Assignment: Nothing in the data may be altered; copy it all exactly.

Data to use:
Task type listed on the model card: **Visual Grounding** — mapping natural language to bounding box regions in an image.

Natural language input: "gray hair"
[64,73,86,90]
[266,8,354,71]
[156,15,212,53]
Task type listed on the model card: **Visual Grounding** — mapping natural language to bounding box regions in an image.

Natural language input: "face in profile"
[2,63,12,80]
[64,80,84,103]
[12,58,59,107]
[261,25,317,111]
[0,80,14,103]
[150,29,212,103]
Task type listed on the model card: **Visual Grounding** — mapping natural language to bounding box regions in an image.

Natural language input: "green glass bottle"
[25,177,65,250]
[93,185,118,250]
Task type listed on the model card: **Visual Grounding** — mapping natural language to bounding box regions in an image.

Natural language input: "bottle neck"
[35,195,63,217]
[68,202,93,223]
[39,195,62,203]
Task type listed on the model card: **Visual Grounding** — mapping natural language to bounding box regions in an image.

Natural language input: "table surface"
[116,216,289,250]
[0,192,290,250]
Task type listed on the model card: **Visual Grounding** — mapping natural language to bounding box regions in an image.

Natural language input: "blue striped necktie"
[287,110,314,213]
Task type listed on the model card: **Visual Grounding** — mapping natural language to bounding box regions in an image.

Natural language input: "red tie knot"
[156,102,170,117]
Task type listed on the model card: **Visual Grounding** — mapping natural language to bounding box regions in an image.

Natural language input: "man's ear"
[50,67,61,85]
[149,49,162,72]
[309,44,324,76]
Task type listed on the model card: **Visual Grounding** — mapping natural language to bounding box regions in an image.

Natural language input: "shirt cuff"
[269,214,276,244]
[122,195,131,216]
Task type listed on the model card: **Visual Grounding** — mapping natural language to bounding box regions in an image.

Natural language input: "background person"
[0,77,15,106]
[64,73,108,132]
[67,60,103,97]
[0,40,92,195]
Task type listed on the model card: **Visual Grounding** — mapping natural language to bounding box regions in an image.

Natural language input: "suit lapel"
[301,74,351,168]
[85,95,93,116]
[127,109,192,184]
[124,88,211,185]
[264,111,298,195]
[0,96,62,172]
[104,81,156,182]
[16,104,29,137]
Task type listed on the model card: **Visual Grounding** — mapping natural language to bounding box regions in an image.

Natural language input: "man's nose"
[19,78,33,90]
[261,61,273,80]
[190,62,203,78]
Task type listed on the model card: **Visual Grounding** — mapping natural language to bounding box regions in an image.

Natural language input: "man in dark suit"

Your response:
Task type listed on the model card: **Visual Grounding** — mapping natural language to bounding box regions in an image.

Natural language input: "gray hair"
[64,73,86,90]
[266,8,354,71]
[156,15,212,53]
Task type listed on the model card: **Visual Grounding** — mapping natural language to bounding box regions in an image.

Natural language input: "face in profile"
[2,63,12,80]
[64,80,84,103]
[12,58,59,107]
[261,25,317,111]
[0,80,14,103]
[150,29,212,103]
Task type listed on the model card: **Visual Grounding** — mapping natural language to bounding box regions in an image.

Natural language input: "green glass bottle"
[25,177,65,250]
[93,185,118,250]
Task type listed on the model card: **Visual Grounding** — mapping natural language to bounding box regions in an image.

Natural language input: "bottle neck"
[35,195,63,217]
[68,202,93,223]
[39,195,62,203]
Task type listed on the model card: **Visual Grounding** — mapping natural language to bounding box regions in an image.

Natural language input: "table surface"
[116,216,289,250]
[0,192,290,250]
Task type listed on the model card: **Visual Grounding** — mapping natural language to bounding box regions in an image.

Natural language input: "blue striped necktie"
[287,110,314,213]
Task type listed on the model card: **Visual Grounding** — mapping natural language to bounding box regions in an image.

Natural language input: "red tie knot"
[156,102,170,117]
Task type listed on the model card: **Visual Grounding** — mapping natural language to bounding box regions in an image.

Natural language input: "man's ear"
[50,67,61,85]
[149,49,162,72]
[309,44,324,76]
Task type listed on the model card: **Visual Grounding** — mapping natural language to bounding box regions in an image.

Natural language input: "shirt cuff"
[269,214,276,244]
[122,195,131,216]
Task type listed on the model card: **Visual Grounding** — mapping natural language to bounding box regions in an image.

Natural language input: "background person"
[0,77,15,106]
[64,73,108,132]
[67,60,103,97]
[0,40,92,195]
Task type listed on the model card: **Visual Grounding** — mapping natural language to bounding box regions in an image.

Natural language input: "suit lapel"
[301,74,351,168]
[85,95,93,116]
[127,109,192,184]
[124,88,211,185]
[264,111,298,195]
[0,96,62,172]
[104,81,156,182]
[16,104,29,137]
Task type listed on the model card: **Visual Grounding** — mapping natural language to bounding box regions in an image.

Natural language input: "man's nose"
[19,78,33,90]
[261,61,273,80]
[190,62,203,78]
Task type listed on the model card: **Visual Grounding** — mapping natural language to bounding box regions in an image.

Natural language input: "man in dark suit"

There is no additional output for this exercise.